Work required – Copy the data below word for word, starting with the line that contains "Final exam, question 4: Pinpoint the wooden bench" and going on through the line that contains "[227,0,287,48]". Include both of those lines and nothing outside them.

Items –

........

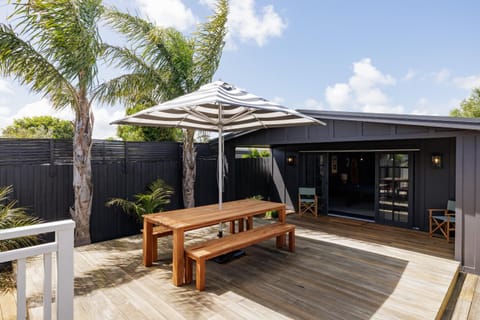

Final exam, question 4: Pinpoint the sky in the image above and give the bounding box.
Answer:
[0,0,480,139]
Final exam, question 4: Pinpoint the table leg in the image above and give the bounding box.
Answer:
[247,216,253,230]
[143,219,153,267]
[172,229,185,287]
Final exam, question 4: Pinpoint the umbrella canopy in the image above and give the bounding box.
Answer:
[112,81,325,221]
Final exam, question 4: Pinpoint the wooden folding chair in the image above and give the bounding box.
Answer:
[428,200,455,242]
[298,188,318,217]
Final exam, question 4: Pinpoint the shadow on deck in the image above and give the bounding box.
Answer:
[4,215,459,319]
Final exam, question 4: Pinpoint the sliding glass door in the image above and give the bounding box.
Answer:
[376,153,413,226]
[299,152,328,213]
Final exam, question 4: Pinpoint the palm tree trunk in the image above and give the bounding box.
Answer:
[183,129,197,208]
[71,98,93,246]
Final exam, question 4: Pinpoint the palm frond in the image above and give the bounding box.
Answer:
[103,8,155,47]
[146,27,194,95]
[13,0,103,89]
[0,24,77,108]
[194,0,228,89]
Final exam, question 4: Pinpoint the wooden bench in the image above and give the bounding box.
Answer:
[185,223,295,291]
[142,226,173,261]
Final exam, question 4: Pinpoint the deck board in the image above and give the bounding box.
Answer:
[0,215,460,320]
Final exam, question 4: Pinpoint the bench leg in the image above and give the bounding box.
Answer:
[238,218,245,232]
[152,236,158,261]
[247,217,253,230]
[288,229,295,252]
[196,259,205,291]
[185,257,193,284]
[276,235,284,249]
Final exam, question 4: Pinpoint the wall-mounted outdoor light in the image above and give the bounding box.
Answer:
[432,153,443,169]
[287,155,296,166]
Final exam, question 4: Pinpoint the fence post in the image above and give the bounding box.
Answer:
[56,224,74,319]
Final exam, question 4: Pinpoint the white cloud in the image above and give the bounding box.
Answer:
[402,69,417,81]
[0,99,124,139]
[93,106,125,139]
[0,79,13,94]
[348,58,395,91]
[303,98,324,109]
[135,0,197,31]
[410,97,460,116]
[135,0,287,50]
[433,68,450,83]
[325,58,404,113]
[362,105,405,113]
[453,75,480,90]
[325,83,352,110]
[0,107,10,117]
[272,96,285,105]
[227,0,287,48]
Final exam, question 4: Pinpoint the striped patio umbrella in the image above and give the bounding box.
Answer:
[112,81,325,232]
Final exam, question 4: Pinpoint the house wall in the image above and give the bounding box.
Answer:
[455,134,480,274]
[272,138,455,231]
[226,119,480,274]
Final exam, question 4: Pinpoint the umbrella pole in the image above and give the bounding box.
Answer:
[217,104,223,238]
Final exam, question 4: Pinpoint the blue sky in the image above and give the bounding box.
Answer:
[0,0,480,138]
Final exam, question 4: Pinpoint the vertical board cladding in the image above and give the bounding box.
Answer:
[0,139,216,242]
[455,135,480,274]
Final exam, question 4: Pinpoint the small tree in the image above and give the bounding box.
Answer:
[450,88,480,118]
[2,116,74,140]
[117,104,182,141]
[0,186,42,293]
[105,179,173,223]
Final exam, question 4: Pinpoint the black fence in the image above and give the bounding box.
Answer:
[0,139,217,242]
[234,157,274,200]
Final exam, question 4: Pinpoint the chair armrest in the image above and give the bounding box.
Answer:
[428,209,448,219]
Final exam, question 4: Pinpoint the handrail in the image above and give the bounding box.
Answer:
[0,219,75,319]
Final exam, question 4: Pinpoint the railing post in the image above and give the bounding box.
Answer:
[56,225,74,319]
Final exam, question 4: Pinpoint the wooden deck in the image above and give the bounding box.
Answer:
[0,215,459,320]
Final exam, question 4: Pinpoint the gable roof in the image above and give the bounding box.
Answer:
[297,109,480,131]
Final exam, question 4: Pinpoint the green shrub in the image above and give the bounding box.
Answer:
[105,179,173,223]
[0,186,42,293]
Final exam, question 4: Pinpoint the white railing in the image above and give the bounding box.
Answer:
[0,220,75,320]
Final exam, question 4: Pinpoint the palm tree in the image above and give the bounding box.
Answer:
[106,179,173,223]
[98,0,228,208]
[0,0,103,244]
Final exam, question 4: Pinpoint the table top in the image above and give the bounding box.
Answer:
[143,199,285,230]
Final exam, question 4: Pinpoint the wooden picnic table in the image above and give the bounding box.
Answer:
[143,199,286,286]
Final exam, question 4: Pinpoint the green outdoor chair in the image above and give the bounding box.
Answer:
[428,200,456,242]
[298,187,318,217]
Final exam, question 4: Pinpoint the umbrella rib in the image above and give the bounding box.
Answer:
[182,108,216,125]
[224,109,257,124]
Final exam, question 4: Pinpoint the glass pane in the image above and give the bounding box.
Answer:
[380,153,393,167]
[378,153,409,224]
[395,153,408,168]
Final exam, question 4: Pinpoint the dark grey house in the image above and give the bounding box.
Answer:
[225,110,480,274]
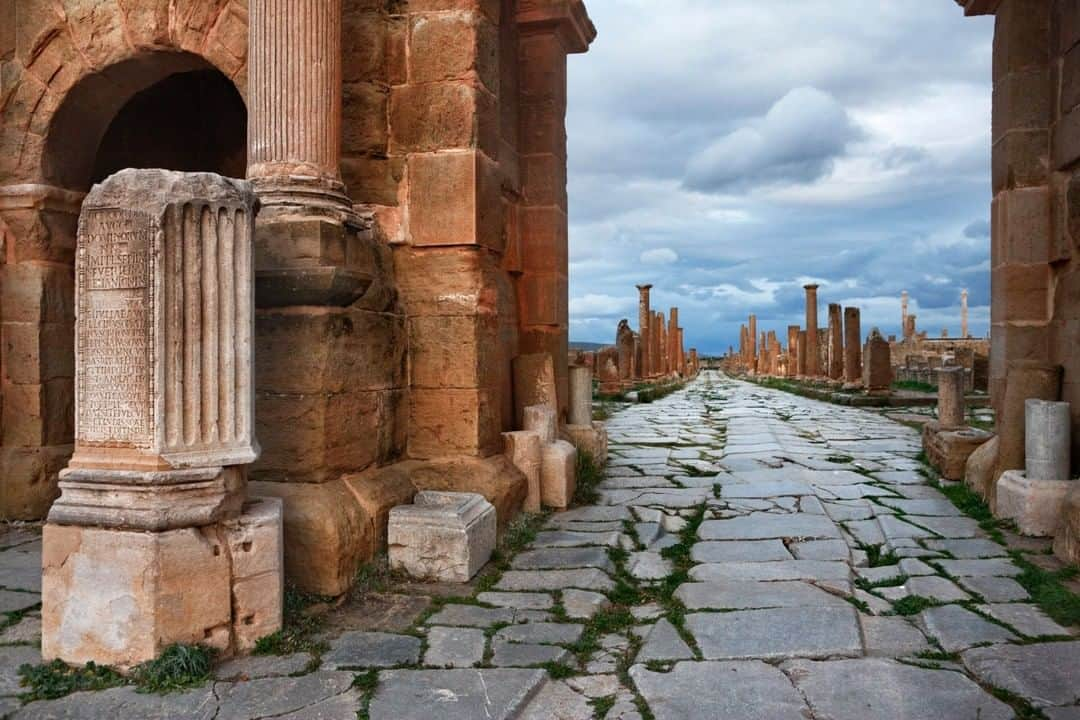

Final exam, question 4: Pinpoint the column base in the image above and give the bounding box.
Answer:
[49,466,246,532]
[997,470,1076,538]
[922,421,994,480]
[41,499,284,669]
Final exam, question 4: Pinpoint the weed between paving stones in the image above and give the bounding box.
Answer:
[18,644,215,703]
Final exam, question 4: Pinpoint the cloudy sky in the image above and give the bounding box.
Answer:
[567,0,993,353]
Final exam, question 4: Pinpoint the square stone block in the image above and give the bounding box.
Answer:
[41,524,232,668]
[540,440,578,510]
[387,490,497,583]
[922,421,994,480]
[566,421,607,465]
[997,470,1076,538]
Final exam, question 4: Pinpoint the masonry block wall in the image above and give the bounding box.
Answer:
[0,0,595,535]
[961,0,1080,472]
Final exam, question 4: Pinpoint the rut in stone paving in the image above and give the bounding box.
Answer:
[0,372,1080,720]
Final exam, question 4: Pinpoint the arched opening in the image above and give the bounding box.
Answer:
[42,52,247,192]
[91,70,247,182]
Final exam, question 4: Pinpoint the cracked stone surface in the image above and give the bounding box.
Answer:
[0,371,1080,720]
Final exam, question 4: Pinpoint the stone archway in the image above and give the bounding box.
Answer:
[0,51,246,519]
[42,52,247,192]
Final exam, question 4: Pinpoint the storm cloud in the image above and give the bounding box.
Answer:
[567,0,993,353]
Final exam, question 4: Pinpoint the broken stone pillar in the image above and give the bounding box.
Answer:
[525,405,578,510]
[787,325,799,377]
[795,330,808,378]
[42,169,283,668]
[502,430,541,513]
[863,327,892,395]
[637,285,652,379]
[828,302,843,380]
[746,315,758,372]
[387,490,498,583]
[936,367,967,430]
[997,403,1076,536]
[569,366,596,425]
[960,290,971,338]
[988,361,1063,510]
[513,349,557,426]
[843,308,863,385]
[804,285,821,378]
[900,290,908,340]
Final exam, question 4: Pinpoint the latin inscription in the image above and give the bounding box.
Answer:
[77,209,153,447]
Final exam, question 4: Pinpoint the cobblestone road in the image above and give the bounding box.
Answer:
[0,373,1080,720]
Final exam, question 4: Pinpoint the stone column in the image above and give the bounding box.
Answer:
[637,285,652,378]
[1024,398,1072,480]
[843,308,863,384]
[247,0,351,210]
[960,290,971,338]
[828,302,843,380]
[795,330,809,378]
[746,314,758,371]
[568,366,593,425]
[935,367,967,430]
[42,169,283,667]
[802,285,821,378]
[900,290,908,340]
[787,325,799,377]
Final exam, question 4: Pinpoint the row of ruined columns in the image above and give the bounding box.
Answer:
[737,284,863,385]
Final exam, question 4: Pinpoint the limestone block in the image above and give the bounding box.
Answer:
[248,480,375,597]
[397,453,528,530]
[540,440,578,510]
[502,430,541,513]
[387,491,498,583]
[513,353,552,430]
[996,470,1075,538]
[567,366,596,425]
[1054,483,1080,565]
[564,421,607,465]
[963,435,998,500]
[1024,398,1071,480]
[922,421,993,480]
[42,524,232,668]
[221,498,285,652]
[522,405,558,445]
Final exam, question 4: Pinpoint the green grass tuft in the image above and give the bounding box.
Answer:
[132,643,215,693]
[18,660,127,703]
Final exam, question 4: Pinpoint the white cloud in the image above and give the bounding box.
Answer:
[638,247,678,264]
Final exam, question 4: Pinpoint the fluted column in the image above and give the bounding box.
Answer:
[802,285,821,378]
[247,0,350,208]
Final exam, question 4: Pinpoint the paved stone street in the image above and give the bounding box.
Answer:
[0,372,1080,720]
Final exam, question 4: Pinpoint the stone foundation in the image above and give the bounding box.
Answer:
[42,499,284,668]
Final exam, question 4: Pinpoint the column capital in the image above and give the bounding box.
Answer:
[517,0,596,54]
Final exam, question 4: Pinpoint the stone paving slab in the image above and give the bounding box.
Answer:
[782,657,1013,720]
[630,661,807,720]
[368,668,546,720]
[960,641,1080,706]
[686,606,863,660]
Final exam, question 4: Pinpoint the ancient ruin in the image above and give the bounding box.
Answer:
[0,0,1080,720]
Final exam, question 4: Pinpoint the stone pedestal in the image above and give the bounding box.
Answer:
[567,366,596,425]
[922,421,994,480]
[387,491,497,583]
[996,399,1076,536]
[936,367,966,430]
[1024,398,1072,480]
[42,171,282,668]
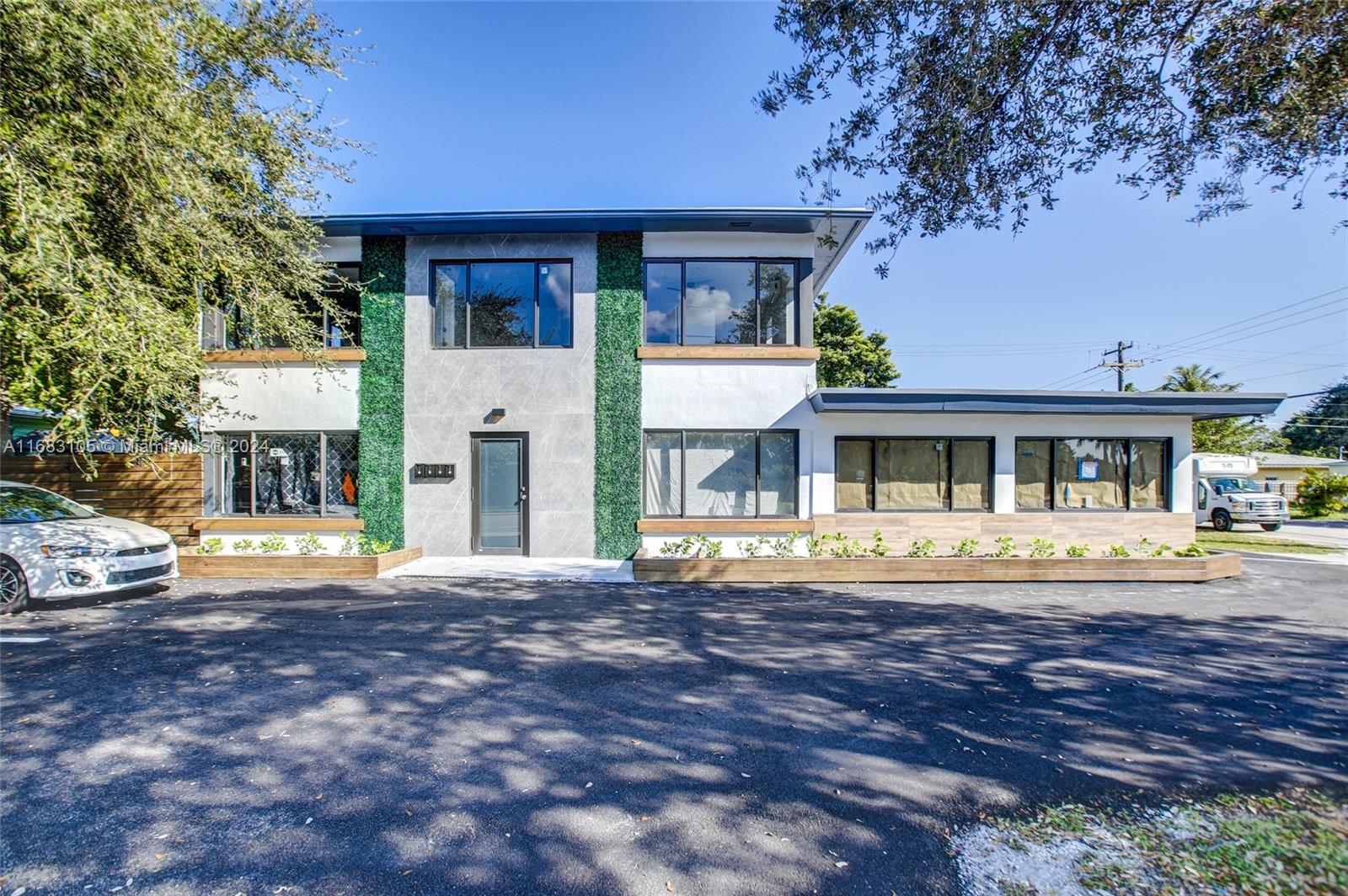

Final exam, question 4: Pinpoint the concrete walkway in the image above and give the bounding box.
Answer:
[380,557,632,582]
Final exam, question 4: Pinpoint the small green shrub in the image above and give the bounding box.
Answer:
[661,536,693,557]
[258,532,286,554]
[824,532,867,557]
[908,537,935,557]
[1297,472,1348,516]
[740,535,768,557]
[295,532,324,557]
[693,532,721,557]
[356,532,393,557]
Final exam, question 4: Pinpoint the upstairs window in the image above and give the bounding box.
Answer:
[645,259,800,345]
[201,261,360,352]
[430,261,573,349]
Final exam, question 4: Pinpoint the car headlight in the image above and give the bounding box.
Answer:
[42,544,108,561]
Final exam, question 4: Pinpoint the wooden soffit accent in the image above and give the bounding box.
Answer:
[636,516,814,535]
[191,516,366,532]
[202,349,366,364]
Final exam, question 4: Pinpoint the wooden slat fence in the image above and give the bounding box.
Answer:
[0,454,202,544]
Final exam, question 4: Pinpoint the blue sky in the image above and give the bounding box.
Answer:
[319,3,1348,416]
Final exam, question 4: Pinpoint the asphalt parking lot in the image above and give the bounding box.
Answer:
[0,559,1348,896]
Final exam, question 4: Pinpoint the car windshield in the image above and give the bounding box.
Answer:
[0,485,97,523]
[1212,476,1263,492]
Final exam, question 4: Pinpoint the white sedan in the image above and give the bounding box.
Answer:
[0,481,178,613]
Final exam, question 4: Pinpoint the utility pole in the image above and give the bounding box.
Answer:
[1100,339,1142,392]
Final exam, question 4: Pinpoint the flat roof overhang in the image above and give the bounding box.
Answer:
[312,206,872,288]
[809,389,1287,420]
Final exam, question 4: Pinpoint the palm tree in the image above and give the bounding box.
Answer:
[1161,364,1240,392]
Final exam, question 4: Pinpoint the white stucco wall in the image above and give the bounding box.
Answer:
[802,413,1193,514]
[318,236,360,264]
[642,231,816,259]
[201,361,360,433]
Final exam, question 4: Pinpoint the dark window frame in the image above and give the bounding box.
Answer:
[426,258,571,352]
[642,256,800,346]
[202,429,360,520]
[833,435,998,514]
[1011,435,1175,514]
[642,426,800,520]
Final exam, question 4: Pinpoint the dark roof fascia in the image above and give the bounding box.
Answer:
[310,207,872,241]
[809,389,1287,420]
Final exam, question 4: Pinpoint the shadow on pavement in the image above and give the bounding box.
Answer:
[0,582,1348,893]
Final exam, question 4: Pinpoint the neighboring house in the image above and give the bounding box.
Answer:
[197,207,1283,557]
[1251,451,1348,497]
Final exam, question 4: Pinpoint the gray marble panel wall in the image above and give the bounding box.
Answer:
[403,233,595,557]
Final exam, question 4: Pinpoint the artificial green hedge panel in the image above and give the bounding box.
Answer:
[595,232,642,561]
[360,236,407,548]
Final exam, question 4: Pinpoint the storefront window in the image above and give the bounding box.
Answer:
[642,429,798,517]
[204,433,360,517]
[834,438,992,512]
[1015,438,1170,510]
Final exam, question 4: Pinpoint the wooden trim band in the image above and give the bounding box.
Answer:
[191,516,366,532]
[636,516,814,535]
[202,348,366,364]
[636,345,820,361]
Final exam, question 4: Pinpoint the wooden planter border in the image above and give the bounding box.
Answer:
[632,554,1240,582]
[178,547,420,578]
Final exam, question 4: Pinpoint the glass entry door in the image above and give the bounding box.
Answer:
[473,433,528,555]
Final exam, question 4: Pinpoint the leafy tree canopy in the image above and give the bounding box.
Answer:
[757,0,1348,275]
[1161,364,1287,454]
[0,0,355,443]
[1282,380,1348,458]
[814,292,899,388]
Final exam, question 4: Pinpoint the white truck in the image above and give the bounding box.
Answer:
[1193,454,1290,532]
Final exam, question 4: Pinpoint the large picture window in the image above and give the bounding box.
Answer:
[833,436,992,512]
[1015,438,1170,510]
[204,433,360,517]
[642,429,798,517]
[430,260,573,349]
[645,259,800,345]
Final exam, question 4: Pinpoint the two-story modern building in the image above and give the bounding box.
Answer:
[197,207,1283,557]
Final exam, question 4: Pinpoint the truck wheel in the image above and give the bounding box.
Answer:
[0,557,29,616]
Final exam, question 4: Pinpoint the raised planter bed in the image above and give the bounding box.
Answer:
[178,547,420,578]
[632,554,1240,584]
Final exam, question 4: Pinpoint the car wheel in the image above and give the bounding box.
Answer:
[0,557,29,615]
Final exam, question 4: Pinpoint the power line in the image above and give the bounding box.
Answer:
[1137,285,1348,352]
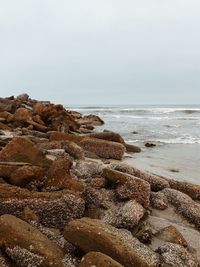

........

Solution to the problem –
Final exam, question 4: Pinpoint the wooden bench in the image above and give the bounding box.
Answer:
[185,223,295,291]
[142,226,173,261]
Final exam, question 4: Pinpoint the deck board in the image above and give the bounding box.
Answer:
[0,215,460,320]
Final exam, question 4: Pinpoint the bench leg in the image above and give the bounding box.
Answer:
[238,218,245,232]
[152,236,158,261]
[247,217,253,230]
[288,229,295,252]
[196,259,205,291]
[185,257,193,284]
[276,235,284,249]
Final exam, question 4: Pinpoint the wall-mounted outdoor light in the image above and give the bounding box.
Answer:
[432,153,443,169]
[287,155,296,166]
Final exam, question 4: Pinpoint the fence post in the image above and give the bounding box.
Answer:
[56,224,74,319]
Final exam, question 4: Pinpoint the white cloud in the image above and give the bounding box.
Answer:
[402,69,417,81]
[0,99,124,139]
[93,106,125,139]
[0,79,13,94]
[348,58,395,91]
[303,98,324,109]
[135,0,197,31]
[410,97,460,116]
[135,0,287,50]
[433,68,450,83]
[325,58,404,113]
[362,105,405,113]
[453,75,480,90]
[325,83,352,110]
[0,107,10,117]
[272,96,285,105]
[227,0,287,48]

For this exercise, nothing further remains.